### List of tasks
- a) In the news report on Hector Camacho, reproduce the passage from "Tannenbaum added he" up to and including "a legendary status.".
- b) What career record does the news report on Hector Camacho give for him?

### Page extract
=== Begin Enclosure ===

Doctors declared former Puerto Rican welterweight boxing champion Hector Camacho brain dead on Thursday.

Director of the Centro Medico trauma center in San Juan Dr. Ernesto Torres, who was treating the famed boxer, said: "We have done everything we could. "We have to tell the people of Puerto Rico and the entire world that Macho Camacho has died, he is brain dead."

Camacho's family members have diverse opinions on whether life support should be taken off him.

Camacho's father was in favor of life support to be taken off the boxer. "This is a very difficult moment," he said. But his mother and a sister were not ready just yet.

Camacho's oldest son will reach the hospital on Thursday night, and then the family will probably take a decision. "Let's remember him as a good man," Camacho's former manager and old friend Steve Tannenbaum said. "He was a good father, a good son."

Tannenbaum added he idolized Camacho as a boxer. "He is one of the greatest small fighters that I have ever seen," he said. "Hector Camacho had a legendary status.

"He was almost like the indestructible man. He had so many troubles with the law, so many altercations in his life. It's a great shame."

Three-time world boxing champion, Camacho, who was popular among fans by the nickname "Macho," was sitting in a Ford Mustang with a friend outside a bar, when two gunmen opened fire on them on Tuesday night.

As per Police spokesman Alex Diaz, they found nine small bags of cocaine in the friend's pocket, and a 10th bag was open inside the car.

Torres said the bullet damaged three of four main arteries in Camacho's neck and it affected blood flow through to his brain.

"That lack of oxygen greatly damaged Macho Camacho's brain," he added.

Torres had claimed late Wednesday that Camacho was still showing irregular and intermittent brain activity.

Camacho won the super lightweight, lightweight and junior welterweight world titles in the 1980s. He has a career record of 79-6-3.

=== End Enclosure ===

### Data section

=== Begin Enclosure ===

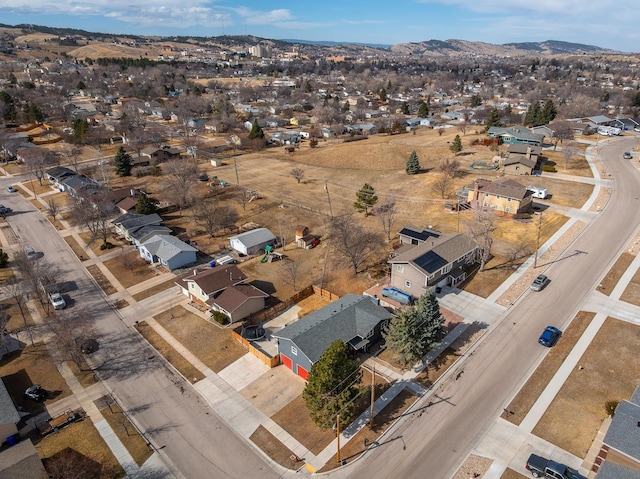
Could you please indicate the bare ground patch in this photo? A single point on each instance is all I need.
(527, 396)
(184, 367)
(210, 343)
(576, 414)
(612, 277)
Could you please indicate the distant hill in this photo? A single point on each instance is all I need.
(464, 47)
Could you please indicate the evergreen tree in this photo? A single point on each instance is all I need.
(423, 110)
(415, 331)
(145, 206)
(549, 112)
(366, 199)
(123, 162)
(256, 131)
(456, 145)
(413, 164)
(332, 385)
(493, 120)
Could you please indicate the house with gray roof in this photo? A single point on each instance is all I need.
(442, 260)
(621, 443)
(515, 135)
(168, 251)
(252, 242)
(355, 319)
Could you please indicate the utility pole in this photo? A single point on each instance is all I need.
(535, 258)
(326, 254)
(373, 394)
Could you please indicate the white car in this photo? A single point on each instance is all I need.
(57, 301)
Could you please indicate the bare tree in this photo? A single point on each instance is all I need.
(213, 216)
(451, 167)
(442, 185)
(481, 228)
(298, 174)
(387, 214)
(180, 180)
(53, 208)
(352, 242)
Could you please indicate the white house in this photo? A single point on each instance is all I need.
(251, 242)
(168, 251)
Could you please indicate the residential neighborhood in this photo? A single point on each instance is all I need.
(297, 255)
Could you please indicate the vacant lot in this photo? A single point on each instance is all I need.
(577, 412)
(540, 379)
(211, 344)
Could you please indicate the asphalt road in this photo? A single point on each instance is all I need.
(434, 441)
(180, 425)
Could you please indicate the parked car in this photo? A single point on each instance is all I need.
(36, 393)
(543, 467)
(549, 336)
(57, 301)
(539, 282)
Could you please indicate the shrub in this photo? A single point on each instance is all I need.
(220, 318)
(611, 406)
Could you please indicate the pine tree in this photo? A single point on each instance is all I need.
(415, 331)
(123, 163)
(332, 385)
(256, 130)
(423, 110)
(413, 164)
(145, 206)
(456, 145)
(493, 120)
(366, 199)
(549, 112)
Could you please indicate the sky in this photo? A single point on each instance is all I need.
(603, 23)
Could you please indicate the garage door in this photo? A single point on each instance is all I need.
(286, 361)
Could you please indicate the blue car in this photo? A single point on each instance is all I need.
(549, 336)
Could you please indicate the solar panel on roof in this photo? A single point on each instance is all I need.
(430, 261)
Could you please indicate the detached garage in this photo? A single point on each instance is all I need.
(251, 242)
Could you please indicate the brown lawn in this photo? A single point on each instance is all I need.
(294, 417)
(101, 279)
(539, 380)
(76, 248)
(632, 292)
(184, 367)
(32, 365)
(127, 433)
(83, 438)
(356, 445)
(211, 344)
(17, 320)
(575, 415)
(615, 273)
(129, 268)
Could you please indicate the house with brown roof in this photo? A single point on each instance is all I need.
(223, 289)
(439, 260)
(504, 197)
(522, 160)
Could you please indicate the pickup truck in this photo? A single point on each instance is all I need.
(542, 467)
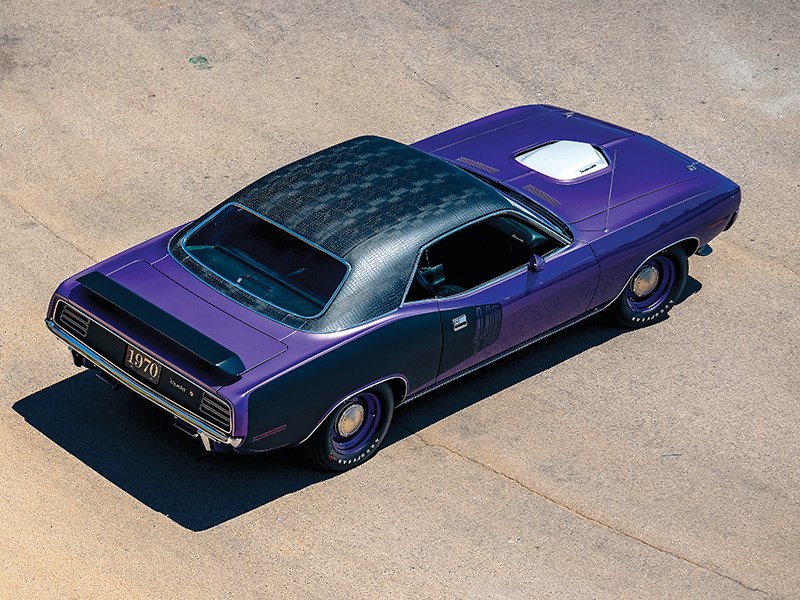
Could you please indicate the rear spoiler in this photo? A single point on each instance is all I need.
(197, 343)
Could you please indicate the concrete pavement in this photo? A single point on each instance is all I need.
(659, 463)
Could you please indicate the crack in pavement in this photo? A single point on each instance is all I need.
(51, 231)
(580, 514)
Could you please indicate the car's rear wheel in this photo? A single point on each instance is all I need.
(654, 288)
(353, 432)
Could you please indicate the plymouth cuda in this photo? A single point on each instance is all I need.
(308, 306)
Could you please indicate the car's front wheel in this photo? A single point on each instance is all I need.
(353, 432)
(654, 288)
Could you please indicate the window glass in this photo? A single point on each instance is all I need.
(475, 255)
(267, 261)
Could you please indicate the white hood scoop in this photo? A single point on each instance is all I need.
(564, 160)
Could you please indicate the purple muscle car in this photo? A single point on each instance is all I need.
(309, 305)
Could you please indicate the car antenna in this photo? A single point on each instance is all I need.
(610, 187)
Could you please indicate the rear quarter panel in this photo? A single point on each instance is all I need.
(292, 404)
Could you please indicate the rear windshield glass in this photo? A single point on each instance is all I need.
(267, 261)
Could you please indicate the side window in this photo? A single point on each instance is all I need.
(476, 254)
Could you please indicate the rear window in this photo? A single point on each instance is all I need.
(267, 261)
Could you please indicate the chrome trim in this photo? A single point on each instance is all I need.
(236, 285)
(353, 395)
(116, 373)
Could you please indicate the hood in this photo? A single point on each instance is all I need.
(495, 147)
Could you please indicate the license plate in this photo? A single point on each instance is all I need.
(141, 364)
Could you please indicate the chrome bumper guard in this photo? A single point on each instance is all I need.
(206, 433)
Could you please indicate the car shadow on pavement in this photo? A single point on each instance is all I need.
(133, 445)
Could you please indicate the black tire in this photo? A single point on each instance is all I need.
(334, 448)
(637, 305)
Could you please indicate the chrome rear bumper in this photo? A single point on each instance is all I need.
(207, 434)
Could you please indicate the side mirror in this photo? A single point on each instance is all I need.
(536, 264)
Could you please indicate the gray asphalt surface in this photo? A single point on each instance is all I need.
(659, 463)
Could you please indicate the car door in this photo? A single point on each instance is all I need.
(490, 300)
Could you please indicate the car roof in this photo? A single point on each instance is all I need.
(370, 200)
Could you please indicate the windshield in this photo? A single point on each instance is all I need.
(267, 261)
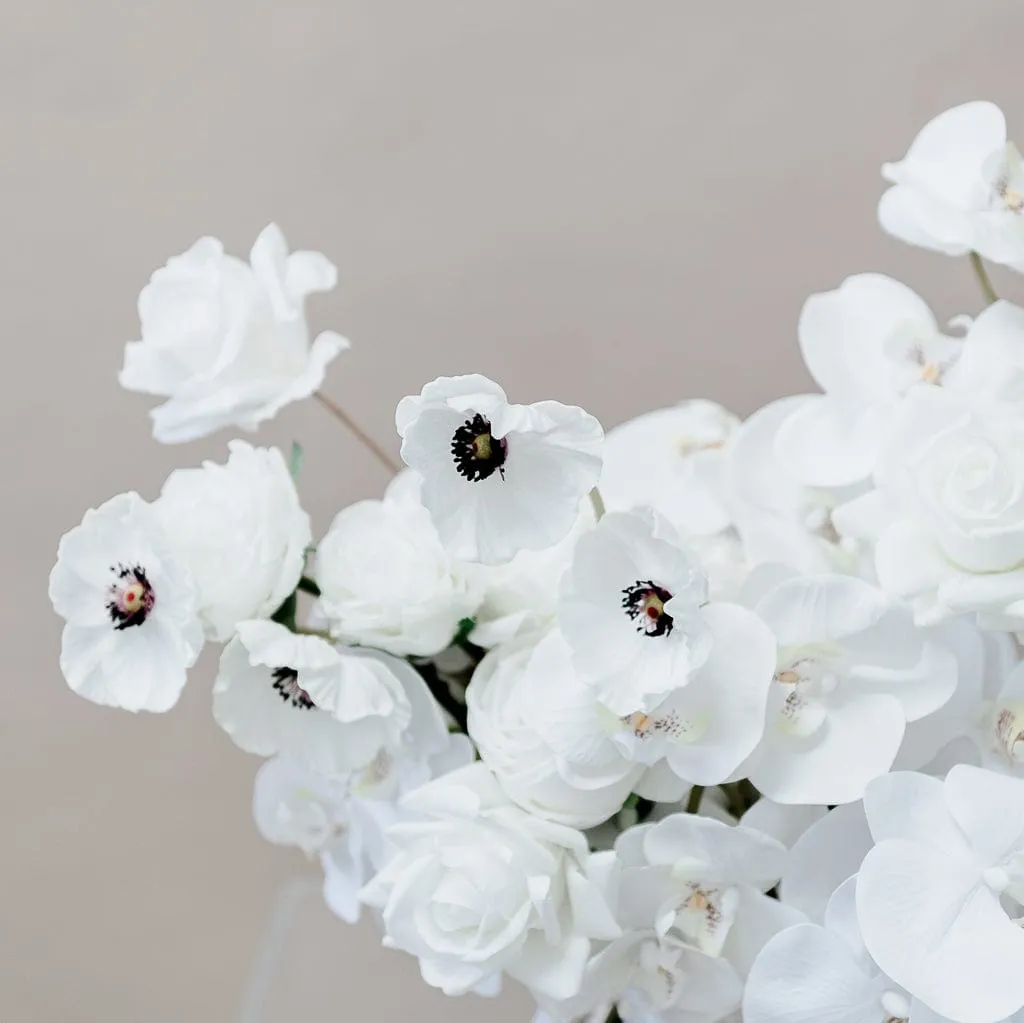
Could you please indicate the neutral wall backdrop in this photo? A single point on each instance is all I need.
(615, 204)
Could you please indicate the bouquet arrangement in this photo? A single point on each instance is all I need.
(697, 718)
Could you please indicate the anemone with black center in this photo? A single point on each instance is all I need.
(644, 603)
(130, 596)
(476, 452)
(286, 681)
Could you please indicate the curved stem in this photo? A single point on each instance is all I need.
(978, 265)
(357, 431)
(693, 803)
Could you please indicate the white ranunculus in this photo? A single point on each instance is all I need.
(333, 710)
(940, 896)
(226, 342)
(543, 733)
(241, 530)
(960, 187)
(484, 888)
(852, 670)
(498, 478)
(132, 629)
(386, 580)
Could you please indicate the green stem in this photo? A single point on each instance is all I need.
(984, 283)
(693, 803)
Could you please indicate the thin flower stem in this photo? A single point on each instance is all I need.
(313, 632)
(978, 265)
(357, 431)
(693, 803)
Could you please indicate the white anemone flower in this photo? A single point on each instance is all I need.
(497, 477)
(130, 606)
(226, 342)
(960, 188)
(332, 710)
(852, 670)
(635, 611)
(939, 897)
(240, 528)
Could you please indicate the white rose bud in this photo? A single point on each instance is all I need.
(483, 888)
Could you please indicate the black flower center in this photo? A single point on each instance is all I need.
(286, 681)
(131, 596)
(644, 602)
(476, 452)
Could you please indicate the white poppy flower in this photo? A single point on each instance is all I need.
(226, 342)
(497, 477)
(960, 187)
(484, 888)
(939, 897)
(865, 344)
(240, 528)
(130, 606)
(671, 460)
(331, 710)
(543, 733)
(386, 580)
(779, 518)
(810, 973)
(852, 670)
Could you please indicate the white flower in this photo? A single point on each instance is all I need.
(865, 344)
(949, 508)
(240, 529)
(484, 888)
(386, 580)
(809, 973)
(960, 187)
(939, 897)
(332, 710)
(852, 670)
(130, 606)
(671, 460)
(779, 519)
(635, 611)
(688, 895)
(542, 732)
(497, 477)
(226, 342)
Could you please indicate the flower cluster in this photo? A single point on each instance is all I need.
(699, 718)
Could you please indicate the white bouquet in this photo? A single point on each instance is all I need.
(700, 718)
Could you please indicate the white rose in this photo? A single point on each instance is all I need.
(226, 342)
(949, 508)
(543, 733)
(240, 529)
(386, 581)
(483, 888)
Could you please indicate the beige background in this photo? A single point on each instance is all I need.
(617, 204)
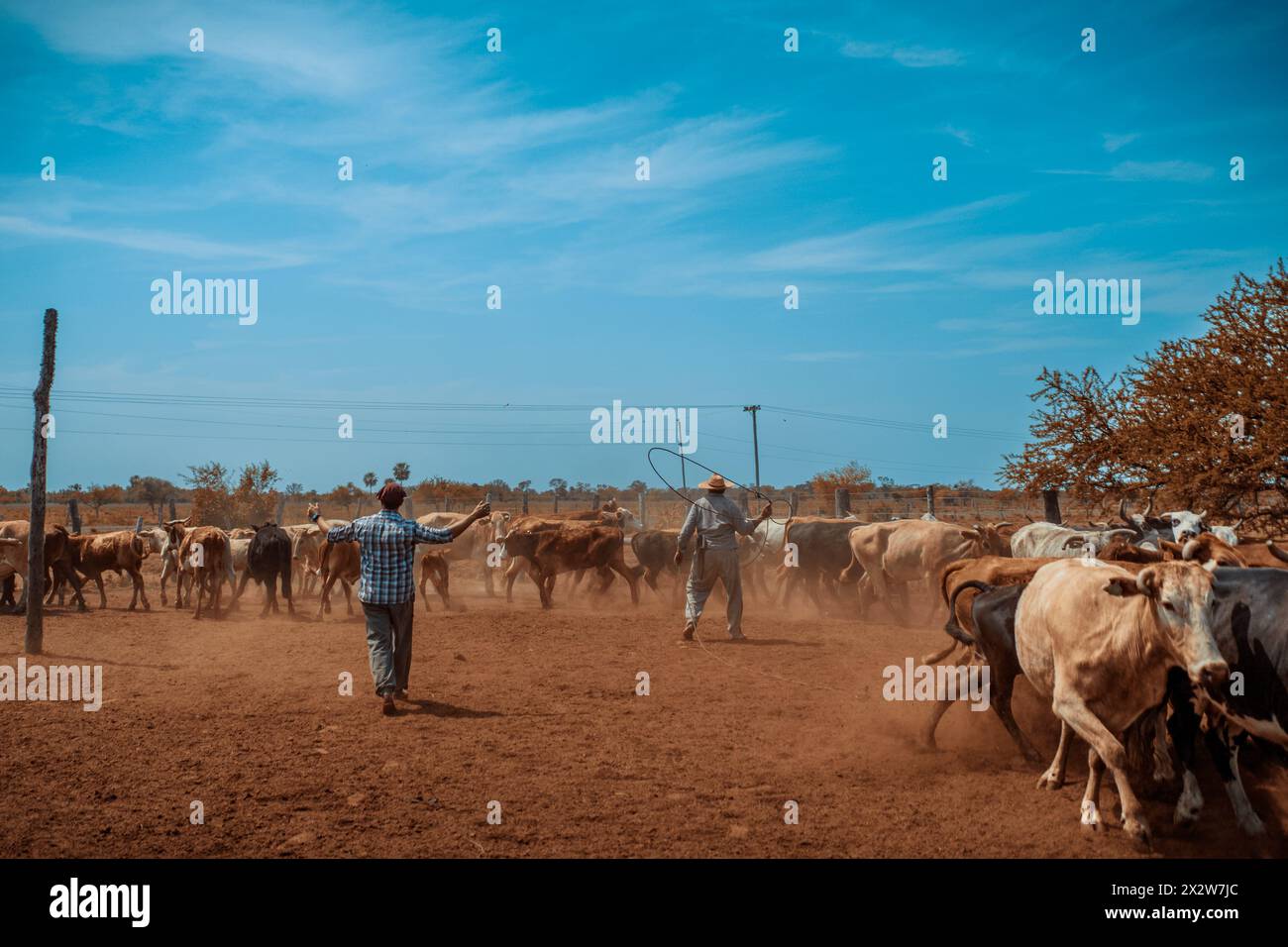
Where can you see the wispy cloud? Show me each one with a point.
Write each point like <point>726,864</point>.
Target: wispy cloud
<point>1113,142</point>
<point>912,56</point>
<point>1180,171</point>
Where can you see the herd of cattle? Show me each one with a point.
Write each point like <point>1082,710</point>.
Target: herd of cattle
<point>1138,634</point>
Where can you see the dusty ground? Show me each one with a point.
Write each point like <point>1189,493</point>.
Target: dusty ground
<point>537,710</point>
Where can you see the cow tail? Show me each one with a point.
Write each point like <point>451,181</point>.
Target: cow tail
<point>951,626</point>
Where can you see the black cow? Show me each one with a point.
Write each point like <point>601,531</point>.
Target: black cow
<point>1250,629</point>
<point>993,616</point>
<point>268,558</point>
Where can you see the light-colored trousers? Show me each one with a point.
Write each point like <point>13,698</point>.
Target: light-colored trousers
<point>709,565</point>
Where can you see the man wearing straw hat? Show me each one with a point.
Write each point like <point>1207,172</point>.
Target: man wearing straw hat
<point>717,521</point>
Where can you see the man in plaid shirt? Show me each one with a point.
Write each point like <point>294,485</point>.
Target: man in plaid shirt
<point>387,589</point>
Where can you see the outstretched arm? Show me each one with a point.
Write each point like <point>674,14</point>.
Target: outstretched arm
<point>343,534</point>
<point>748,526</point>
<point>428,534</point>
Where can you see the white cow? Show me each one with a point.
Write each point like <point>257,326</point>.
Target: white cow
<point>1043,540</point>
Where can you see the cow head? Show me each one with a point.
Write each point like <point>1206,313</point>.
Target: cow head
<point>1185,525</point>
<point>500,525</point>
<point>992,540</point>
<point>175,530</point>
<point>1209,549</point>
<point>1183,603</point>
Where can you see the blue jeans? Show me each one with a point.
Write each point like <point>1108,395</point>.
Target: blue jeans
<point>389,644</point>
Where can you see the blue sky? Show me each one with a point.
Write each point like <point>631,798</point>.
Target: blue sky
<point>518,169</point>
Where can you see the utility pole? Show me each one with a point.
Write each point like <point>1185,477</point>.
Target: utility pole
<point>34,589</point>
<point>755,441</point>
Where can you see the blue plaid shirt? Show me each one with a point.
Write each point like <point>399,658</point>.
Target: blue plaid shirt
<point>387,554</point>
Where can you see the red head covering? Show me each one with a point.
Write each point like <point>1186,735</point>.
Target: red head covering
<point>391,495</point>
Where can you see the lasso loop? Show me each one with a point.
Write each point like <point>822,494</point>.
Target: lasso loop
<point>764,539</point>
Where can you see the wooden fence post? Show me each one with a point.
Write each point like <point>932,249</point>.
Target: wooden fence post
<point>1051,505</point>
<point>34,589</point>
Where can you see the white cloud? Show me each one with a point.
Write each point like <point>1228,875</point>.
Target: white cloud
<point>912,56</point>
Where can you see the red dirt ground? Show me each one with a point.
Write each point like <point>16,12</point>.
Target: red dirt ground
<point>537,710</point>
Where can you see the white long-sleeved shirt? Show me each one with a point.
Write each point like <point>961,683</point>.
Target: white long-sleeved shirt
<point>717,521</point>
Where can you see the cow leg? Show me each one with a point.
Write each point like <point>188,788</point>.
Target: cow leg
<point>1054,777</point>
<point>545,586</point>
<point>323,595</point>
<point>102,591</point>
<point>1184,727</point>
<point>424,579</point>
<point>1001,705</point>
<point>927,733</point>
<point>217,596</point>
<point>140,590</point>
<point>287,591</point>
<point>1225,757</point>
<point>198,583</point>
<point>1091,797</point>
<point>69,577</point>
<point>511,573</point>
<point>166,569</point>
<point>1070,707</point>
<point>626,573</point>
<point>245,579</point>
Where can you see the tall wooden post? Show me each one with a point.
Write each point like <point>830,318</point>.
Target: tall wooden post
<point>1051,504</point>
<point>34,590</point>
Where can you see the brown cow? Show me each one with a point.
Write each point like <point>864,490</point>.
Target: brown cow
<point>205,554</point>
<point>471,545</point>
<point>339,562</point>
<point>567,548</point>
<point>1099,642</point>
<point>533,523</point>
<point>120,552</point>
<point>1260,554</point>
<point>13,558</point>
<point>912,551</point>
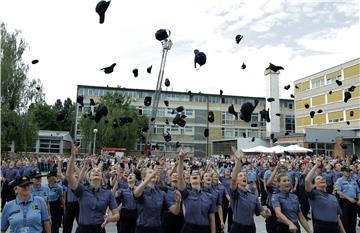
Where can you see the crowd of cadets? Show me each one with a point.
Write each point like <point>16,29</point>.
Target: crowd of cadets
<point>184,194</point>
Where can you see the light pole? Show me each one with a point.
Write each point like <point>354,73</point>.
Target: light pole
<point>162,36</point>
<point>95,131</point>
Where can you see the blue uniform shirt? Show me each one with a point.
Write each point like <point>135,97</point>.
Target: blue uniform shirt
<point>42,191</point>
<point>10,173</point>
<point>149,206</point>
<point>289,204</point>
<point>348,186</point>
<point>325,206</point>
<point>126,197</point>
<point>70,196</point>
<point>329,177</point>
<point>198,206</point>
<point>226,182</point>
<point>93,204</point>
<point>24,216</point>
<point>244,205</point>
<point>55,192</point>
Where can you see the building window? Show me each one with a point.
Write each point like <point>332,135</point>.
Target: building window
<point>255,117</point>
<point>317,83</point>
<point>226,118</point>
<point>336,120</point>
<point>331,80</point>
<point>290,123</point>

=== End Enclosure ===

### Answers for this exercise
- a)
Tannenbaum added he idolized Camacho as a boxer. "He is one of the greatest small fighters that I have ever seen," he said. "Hector Camacho had a legendary status.

- b) 79-6-3